** Data to process follows **
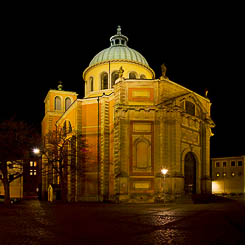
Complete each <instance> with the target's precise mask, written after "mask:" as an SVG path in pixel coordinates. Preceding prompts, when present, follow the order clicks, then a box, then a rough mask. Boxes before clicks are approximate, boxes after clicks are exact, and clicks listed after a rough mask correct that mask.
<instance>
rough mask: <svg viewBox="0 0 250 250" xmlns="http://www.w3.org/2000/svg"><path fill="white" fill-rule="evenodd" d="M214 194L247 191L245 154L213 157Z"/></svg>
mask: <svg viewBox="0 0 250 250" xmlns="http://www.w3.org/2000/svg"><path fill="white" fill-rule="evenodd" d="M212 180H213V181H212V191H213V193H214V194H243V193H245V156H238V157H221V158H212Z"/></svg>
** End of Data to process **
** Data to process follows **
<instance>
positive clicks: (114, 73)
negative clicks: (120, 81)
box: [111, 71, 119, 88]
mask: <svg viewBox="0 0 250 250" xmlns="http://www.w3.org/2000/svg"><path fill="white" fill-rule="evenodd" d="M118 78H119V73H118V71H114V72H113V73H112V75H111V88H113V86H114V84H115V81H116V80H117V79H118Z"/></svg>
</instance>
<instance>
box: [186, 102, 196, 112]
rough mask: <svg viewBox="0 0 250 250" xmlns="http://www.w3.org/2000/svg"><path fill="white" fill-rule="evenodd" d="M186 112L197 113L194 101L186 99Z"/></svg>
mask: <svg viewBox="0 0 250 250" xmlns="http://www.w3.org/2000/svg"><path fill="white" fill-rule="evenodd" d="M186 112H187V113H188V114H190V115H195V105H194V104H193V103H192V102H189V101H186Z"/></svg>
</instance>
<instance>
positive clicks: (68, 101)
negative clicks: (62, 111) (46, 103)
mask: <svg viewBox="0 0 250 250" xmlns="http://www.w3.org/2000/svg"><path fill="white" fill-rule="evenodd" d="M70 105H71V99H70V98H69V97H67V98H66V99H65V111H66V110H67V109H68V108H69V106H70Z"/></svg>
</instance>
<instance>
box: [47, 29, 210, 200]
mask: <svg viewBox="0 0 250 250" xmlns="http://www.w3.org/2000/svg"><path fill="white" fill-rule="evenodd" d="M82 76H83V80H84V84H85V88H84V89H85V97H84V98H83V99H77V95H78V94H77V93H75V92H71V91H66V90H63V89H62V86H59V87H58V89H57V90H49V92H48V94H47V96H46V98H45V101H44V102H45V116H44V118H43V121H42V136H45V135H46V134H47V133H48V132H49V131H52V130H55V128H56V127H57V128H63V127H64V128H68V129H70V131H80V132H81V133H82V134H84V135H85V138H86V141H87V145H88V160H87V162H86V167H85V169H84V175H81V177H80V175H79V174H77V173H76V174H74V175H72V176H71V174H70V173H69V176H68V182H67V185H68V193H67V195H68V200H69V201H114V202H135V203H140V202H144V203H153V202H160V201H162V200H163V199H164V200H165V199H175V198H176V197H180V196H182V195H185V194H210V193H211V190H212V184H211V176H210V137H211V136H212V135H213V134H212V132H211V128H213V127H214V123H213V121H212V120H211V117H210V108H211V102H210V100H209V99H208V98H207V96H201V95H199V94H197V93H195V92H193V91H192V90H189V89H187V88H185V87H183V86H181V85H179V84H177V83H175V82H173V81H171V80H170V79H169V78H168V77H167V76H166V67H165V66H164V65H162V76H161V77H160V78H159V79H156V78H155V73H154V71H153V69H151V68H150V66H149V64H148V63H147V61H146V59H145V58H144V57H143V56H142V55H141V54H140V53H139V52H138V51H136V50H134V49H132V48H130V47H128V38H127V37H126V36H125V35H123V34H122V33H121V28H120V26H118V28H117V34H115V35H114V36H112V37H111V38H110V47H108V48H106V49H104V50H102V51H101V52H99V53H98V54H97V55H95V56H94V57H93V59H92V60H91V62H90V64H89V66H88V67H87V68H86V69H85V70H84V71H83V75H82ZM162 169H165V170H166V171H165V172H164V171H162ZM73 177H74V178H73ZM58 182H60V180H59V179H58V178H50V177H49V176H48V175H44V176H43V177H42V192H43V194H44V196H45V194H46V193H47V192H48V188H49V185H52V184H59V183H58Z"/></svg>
** End of Data to process **
** Data to process follows **
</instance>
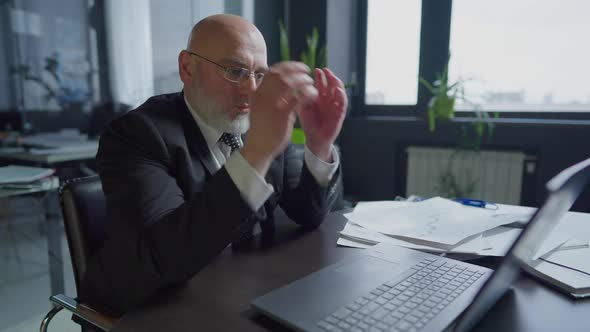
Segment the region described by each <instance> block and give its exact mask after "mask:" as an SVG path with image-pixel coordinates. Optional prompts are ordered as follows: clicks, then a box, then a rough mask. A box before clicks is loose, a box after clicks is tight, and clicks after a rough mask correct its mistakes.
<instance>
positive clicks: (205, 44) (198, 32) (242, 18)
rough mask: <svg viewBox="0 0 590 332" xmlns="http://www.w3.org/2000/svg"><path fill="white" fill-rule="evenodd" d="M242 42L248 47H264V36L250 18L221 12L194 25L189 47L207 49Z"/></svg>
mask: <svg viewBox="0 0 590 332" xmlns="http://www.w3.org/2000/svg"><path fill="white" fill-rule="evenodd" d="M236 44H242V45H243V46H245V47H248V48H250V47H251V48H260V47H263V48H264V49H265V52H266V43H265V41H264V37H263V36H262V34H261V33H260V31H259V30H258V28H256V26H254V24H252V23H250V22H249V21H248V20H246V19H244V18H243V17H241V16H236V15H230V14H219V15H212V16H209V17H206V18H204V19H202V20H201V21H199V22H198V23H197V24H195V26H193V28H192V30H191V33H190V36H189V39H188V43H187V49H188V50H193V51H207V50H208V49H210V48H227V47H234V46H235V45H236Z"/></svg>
** End of Data to process **
How many lines in the rows above contain the string "pixel"? Give only the number.

2